- _What needs to be done_: Summarize the text on the town's population and households in two sentences.

- _Exercise text_:
The median age was 33.5 years. 28.8% of residents were under the age of 18 and 7.2% of residents were 65 years of age or older. For every 100 females there were 90.1 males, and for every 100 females age 18 and over there were 86.2 males age 18 and over.

93.4% of residents lived in urban areas, while 6.6% lived in rural areas.

Of the town's households, 45.3% had children under the age of 18 living in them. Of all households, 44.3% were married-couple households, 16.0% were households with a male householder and no spouse or partner present, and 33.3% were households with a female householder and no spouse or partner present. About 23.7% of all households were made up of individuals and 6.0% had someone living alone who was 65 years of age or older. Of the 1,180 housing units, 6.6% were vacant; the homeowner vacancy rate was 1.8% and the rental vacancy rate was 3.8%.

Collected data entries:

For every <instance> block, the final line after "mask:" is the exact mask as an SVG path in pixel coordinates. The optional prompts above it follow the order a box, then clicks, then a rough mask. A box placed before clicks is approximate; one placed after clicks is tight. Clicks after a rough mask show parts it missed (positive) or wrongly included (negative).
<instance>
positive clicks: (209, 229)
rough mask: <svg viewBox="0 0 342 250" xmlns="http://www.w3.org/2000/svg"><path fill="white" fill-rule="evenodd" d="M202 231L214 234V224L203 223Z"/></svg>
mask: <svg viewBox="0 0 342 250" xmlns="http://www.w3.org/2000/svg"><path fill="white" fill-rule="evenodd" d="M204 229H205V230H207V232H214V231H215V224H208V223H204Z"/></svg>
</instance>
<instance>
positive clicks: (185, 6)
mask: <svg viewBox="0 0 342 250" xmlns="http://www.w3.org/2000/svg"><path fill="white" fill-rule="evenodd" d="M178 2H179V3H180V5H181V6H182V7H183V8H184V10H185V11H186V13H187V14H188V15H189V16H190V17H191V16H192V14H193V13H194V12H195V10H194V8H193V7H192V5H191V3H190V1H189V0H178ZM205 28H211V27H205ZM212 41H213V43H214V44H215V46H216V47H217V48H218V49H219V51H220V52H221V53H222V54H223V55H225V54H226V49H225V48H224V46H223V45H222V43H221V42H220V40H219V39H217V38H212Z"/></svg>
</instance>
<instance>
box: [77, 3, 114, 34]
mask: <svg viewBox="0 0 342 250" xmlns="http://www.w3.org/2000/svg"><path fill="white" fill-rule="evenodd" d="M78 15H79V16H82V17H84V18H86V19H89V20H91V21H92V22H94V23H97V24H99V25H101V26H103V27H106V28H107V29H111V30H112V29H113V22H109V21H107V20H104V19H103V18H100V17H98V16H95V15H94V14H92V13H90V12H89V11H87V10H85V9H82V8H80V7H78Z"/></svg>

- _Answer below_: The town's residents had a median age of 33.5 years, with 28.8% under 18 and 7.2% aged 65 or older, and 93.4% of them lived in urban areas. Of its households, 45.3% had children under 18 and 44.3% were married-couple households, while 6.6% of its 1,180 housing units were vacant.